═════ Passage extrait

Sur les réseaux sociaux en Bulgarie, plusieurs dizaines de personnalités agrègent désormais autour d’elles un nombre conséquent d’abonnés. Parmi elles, on trouve des profils très diversifiés, intellectuels, acteurs du showbusiness mais aussi classiques influenceurs qui impulsent de nouvelles tendances sociétales.
Comme ailleurs dans le monde, depuis les années 2000, la numérisation de la société civile bulgare est en marche. Elle s’est notamment matérialisée par l’ouverture sur les réseaux sociaux de comptes électroniques dont les titulaires sont surtout des jeunes et des actifs. Puis, au cours de la seconde moitié des années 2010, certains de ces internautes, interagissant avec leur environnement numérique de manière croissante à l’aide de messages, d’images, de photos ou de vidéos, sont devenus si influents qu’ils ont acquis le statut de leaders d’opinion auprès d’une communauté d’abonnés qui en viennent à modifier leurs comportements sociaux, d’usagers ou de consommateurs. On peut tenter d’établir les profils types de ces internautes bulgares (ou d’origine bulgare) qui bénéficient d’une grande visibilité et des meilleures audiences numériques sur les principaux réseaux sociaux (Facebook, Youtube, Instagram ou TikTok).
L’adaptation des leaders d’opinion traditionnels aux réseaux sociaux
Les personnalités et les professionnels bulgares traditionnellement les plus influents dans l’opinion avant l’arrivée des médias modernes se sont adaptés aux réseaux sociaux et ont appris à les utiliser afin d’améliorer leur communication auprès de leur public. Les acteurs sociaux qui ont les premiers réussi à prendre ce tournant appartiennent à l’intelligentsia bulgare : hommes et femmes politiques, journalistes et commentateurs de la vie politique, sociale ou économique, intellectuels ou encore sportifs (sachant que le sport et ses valeurs étaient fréquemment utilisés par la propagande socialiste dans les pays d’Europe de l’Est)(1). Nombre d’entre eux ont ainsi réussi à transposer leur renommée et leur influence depuis les médias traditionnels vers l’univers 2.0 des réseaux sociaux. Progressivement, ils se sont créé une communauté significative d’abonnés, qu’ils ont utilisée comme relai de communication. Internet étant alors essentiellement fréquenté par les générations les plus jeunes et les actifs, ce sont ces citoyens que l’intelligentsia a d’abord cherché principalement à influencer via ces nouveaux outils. En la matière, la dichotomie avec la génération des anciens reste assez prégnante en Bulgarie. Les leaders d’opinion les atteignent donc en empruntant des canaux d’information plus classiques (télévision, radio, livres, revues, journaux…)

══════════

Objectif pédagogique
Répondez à ces questions sur le passage extrait :
1. Depuis quelle période la numérisation de la société civile bulgare est-elle en marche ?
2. Quels réseaux sociaux sont présentés comme les principaux ?
3. À quel groupe appartiennent les acteurs sociaux qui ont les premiers réussi le tournant vers les réseaux sociaux ?
Les données qui suivent n’ont aucun lien avec le passage extrait.

═════ Données brutes

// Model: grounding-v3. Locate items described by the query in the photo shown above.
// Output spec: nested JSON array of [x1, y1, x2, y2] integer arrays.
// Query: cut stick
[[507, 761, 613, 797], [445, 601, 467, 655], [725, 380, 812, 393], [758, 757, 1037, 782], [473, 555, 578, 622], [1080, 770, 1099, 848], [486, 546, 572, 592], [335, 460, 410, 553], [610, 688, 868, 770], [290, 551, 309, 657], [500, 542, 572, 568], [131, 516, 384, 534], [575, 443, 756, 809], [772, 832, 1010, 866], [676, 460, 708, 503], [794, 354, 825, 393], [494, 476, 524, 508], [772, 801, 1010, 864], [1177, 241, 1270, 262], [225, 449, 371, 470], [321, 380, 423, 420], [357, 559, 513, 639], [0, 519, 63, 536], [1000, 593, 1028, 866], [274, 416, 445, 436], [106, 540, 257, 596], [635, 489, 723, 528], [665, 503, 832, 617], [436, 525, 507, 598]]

══════════

Réponse attendue
1. Depuis les années 2000.
2. Facebook, Youtube, Instagram et TikTok.
3. À l’intelligentsia bulgare.